What the task asks -
Copy the material from its beginning through the line containing "0 0 1288 489", both ends included and the requests kept, but shift every bounding box coordinate in the answers up by 128. Leave out the pictures.

----------

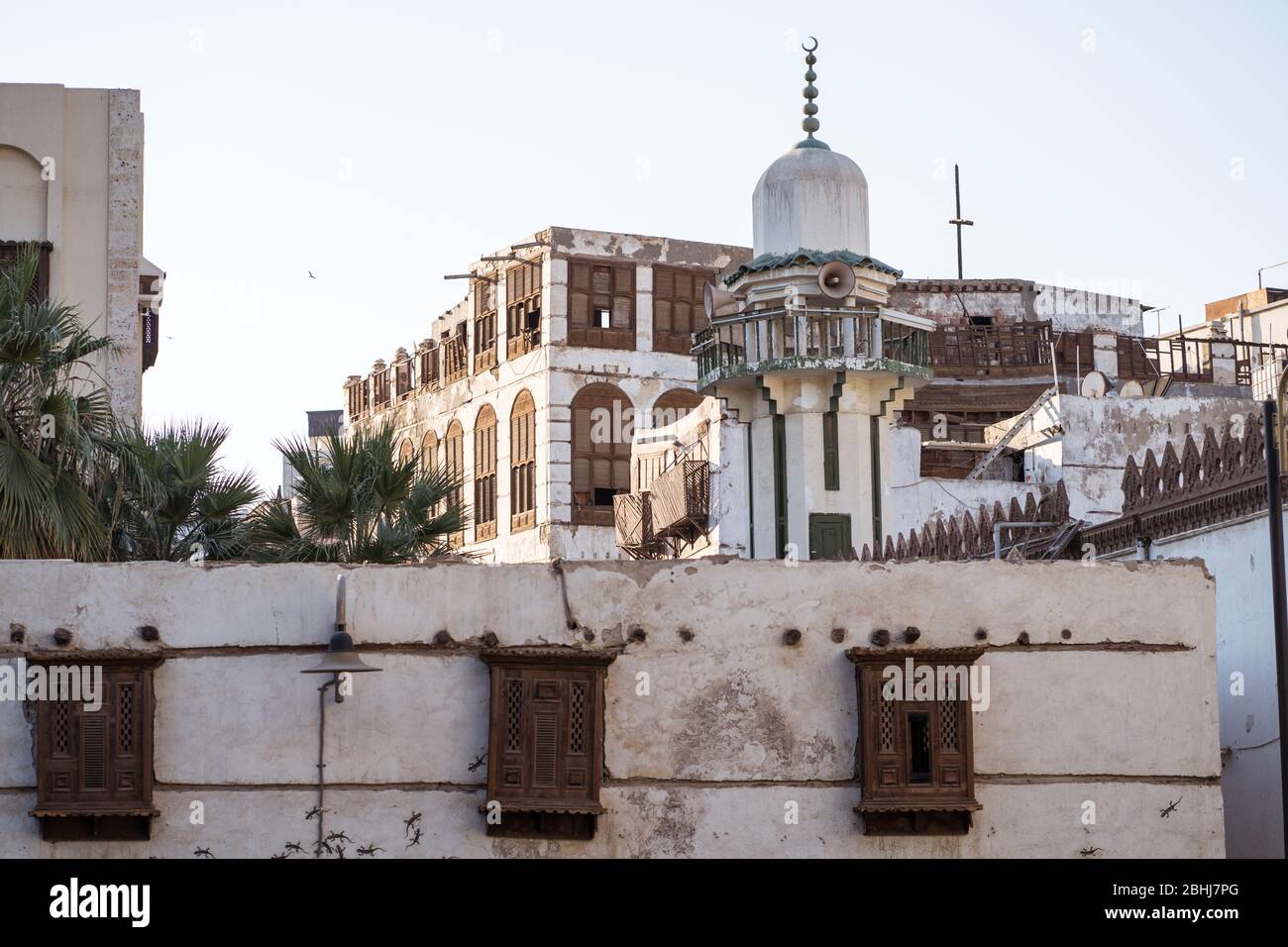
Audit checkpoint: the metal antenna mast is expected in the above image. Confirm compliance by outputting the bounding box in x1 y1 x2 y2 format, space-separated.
948 164 975 279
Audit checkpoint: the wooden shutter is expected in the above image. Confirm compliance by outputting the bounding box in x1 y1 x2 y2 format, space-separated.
474 404 496 540
846 648 983 835
33 660 154 837
483 647 613 835
653 266 712 356
510 390 537 532
568 261 635 349
572 384 634 526
823 411 841 489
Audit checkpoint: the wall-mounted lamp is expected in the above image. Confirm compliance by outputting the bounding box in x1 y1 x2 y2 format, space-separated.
300 576 383 858
300 576 382 703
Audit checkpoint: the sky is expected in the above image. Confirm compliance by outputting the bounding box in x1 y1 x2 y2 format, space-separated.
0 0 1288 491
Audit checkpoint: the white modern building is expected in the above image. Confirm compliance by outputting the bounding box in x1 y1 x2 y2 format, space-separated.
0 84 164 420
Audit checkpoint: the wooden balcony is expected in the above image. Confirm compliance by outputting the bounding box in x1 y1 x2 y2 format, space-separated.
693 308 931 389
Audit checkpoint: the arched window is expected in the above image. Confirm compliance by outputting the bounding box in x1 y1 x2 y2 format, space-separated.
474 404 496 541
572 384 635 526
420 430 438 473
510 389 537 532
651 388 702 428
443 421 465 546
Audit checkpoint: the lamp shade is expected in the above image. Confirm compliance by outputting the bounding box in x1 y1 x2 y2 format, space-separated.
300 631 381 674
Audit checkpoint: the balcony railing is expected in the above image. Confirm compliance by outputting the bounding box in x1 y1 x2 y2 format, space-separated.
693 309 930 384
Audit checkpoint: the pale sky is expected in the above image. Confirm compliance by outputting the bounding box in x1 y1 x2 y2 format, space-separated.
0 0 1288 489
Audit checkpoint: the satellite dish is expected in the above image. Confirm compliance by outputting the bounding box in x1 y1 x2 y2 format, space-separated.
702 282 738 321
818 261 854 299
1078 371 1109 398
1118 378 1145 398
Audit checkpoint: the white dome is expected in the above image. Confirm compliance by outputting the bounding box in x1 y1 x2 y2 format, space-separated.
751 146 870 257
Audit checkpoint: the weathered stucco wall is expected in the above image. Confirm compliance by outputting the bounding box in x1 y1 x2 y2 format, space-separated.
1039 394 1257 522
1097 513 1284 858
0 559 1224 858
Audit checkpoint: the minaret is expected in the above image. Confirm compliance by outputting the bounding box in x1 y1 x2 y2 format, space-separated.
695 38 934 559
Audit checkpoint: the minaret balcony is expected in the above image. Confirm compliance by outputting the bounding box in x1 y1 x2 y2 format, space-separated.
693 307 934 390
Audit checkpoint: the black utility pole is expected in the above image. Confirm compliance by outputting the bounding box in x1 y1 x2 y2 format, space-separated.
1262 401 1288 854
948 164 975 279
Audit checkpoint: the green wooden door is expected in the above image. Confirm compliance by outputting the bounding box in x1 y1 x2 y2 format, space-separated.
808 513 851 559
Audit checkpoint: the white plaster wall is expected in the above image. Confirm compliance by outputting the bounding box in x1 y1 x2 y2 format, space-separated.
1113 515 1284 858
0 559 1224 857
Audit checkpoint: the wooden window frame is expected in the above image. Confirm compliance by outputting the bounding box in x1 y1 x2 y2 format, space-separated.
438 321 471 386
480 646 617 840
568 257 636 351
505 258 542 359
393 359 416 404
345 378 370 421
653 266 716 356
823 411 841 489
443 419 467 548
570 382 635 526
474 404 497 543
30 652 161 841
510 389 537 532
371 366 390 411
416 343 439 388
474 277 497 374
846 648 984 835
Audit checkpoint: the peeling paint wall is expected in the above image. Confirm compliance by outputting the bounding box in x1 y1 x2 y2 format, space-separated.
347 227 751 563
0 559 1225 858
1102 513 1284 858
0 82 143 423
1037 394 1258 522
890 279 1145 336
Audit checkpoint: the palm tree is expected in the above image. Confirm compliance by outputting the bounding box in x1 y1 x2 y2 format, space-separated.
0 248 113 561
104 421 261 562
248 427 465 565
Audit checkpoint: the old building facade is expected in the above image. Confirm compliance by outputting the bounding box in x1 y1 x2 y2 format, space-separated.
0 559 1225 860
344 227 747 562
0 84 163 421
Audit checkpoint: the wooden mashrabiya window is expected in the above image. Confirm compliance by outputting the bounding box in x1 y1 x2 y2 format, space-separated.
480 646 617 840
31 653 160 841
846 648 984 835
474 277 497 372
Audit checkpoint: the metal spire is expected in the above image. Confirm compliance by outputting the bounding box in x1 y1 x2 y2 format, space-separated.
796 36 831 151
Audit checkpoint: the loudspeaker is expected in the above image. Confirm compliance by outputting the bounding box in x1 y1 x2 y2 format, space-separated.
702 282 738 320
818 261 854 299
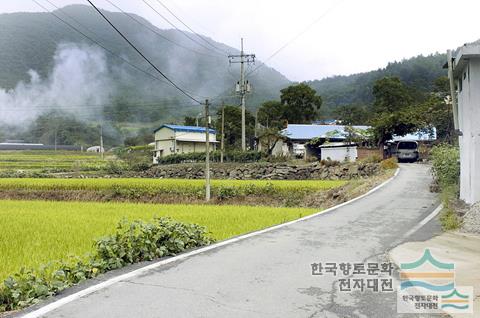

----------

Worked answer -
Audit checkpoint: the metal antenna mast is expected in the above image. Confirm compliance by outputting the bounding box in x1 y1 x2 y2 format, space-separated.
1076 292 1103 407
Audit checkpoint: the wooden shutter is expected in the above image. Confirm compliance by outputting the bounding box in x1 y1 x2 y2 format, space-separated.
602 532 624 668
974 776 1111 963
161 788 282 965
611 775 741 963
781 394 840 484
638 518 665 660
696 389 763 477
700 512 762 654
951 539 969 617
Audit checkpoint: the wall-mounted lamp is expected in the above image. Confirm compliance by outputting the bounding box in x1 y1 x2 y2 format, space-separated.
428 704 511 986
428 704 510 831
Audit checkpoint: the sky is expected in the above image. Confirm compliance by outputting the bounding box in x1 y1 x2 y2 format, space-separated.
128 128 1416 619
Audit checkpoint: the white modern building is expected in the above image. Confirm compliance by outputting the bounding box in x1 y1 x2 y2 format, space-separated.
128 212 292 548
Audit checkpoint: the wooden balcony is expected in the above image. Confirm compliance by outputting the bounding box in x1 y1 x2 y2 format, space-separated.
821 436 1059 517
Audit checkpoint: the arched window is expected in the above image. Confirm compliance by outputting the bounding box in x1 y1 x2 y2 format, space-separated.
602 532 624 669
700 512 763 654
548 558 566 601
638 517 665 660
779 516 830 556
571 549 593 674
Audit checkpoint: the lamp shade is expected in the above image. Confirm compliance by outputting the bounding box in x1 y1 x2 y2 format, space-separated.
428 759 509 802
Audit checkpoint: the balcony railing is expected in the above image. Confirm compliance by outputting the bounding box in x1 y1 x2 y2 format, space-separated.
821 437 1058 512
Audit checkpoint: the pale sky is expected in the above image. Confirm compliance by outputting the bounding box in x1 y1 x2 y2 format, space-separated.
128 128 1416 617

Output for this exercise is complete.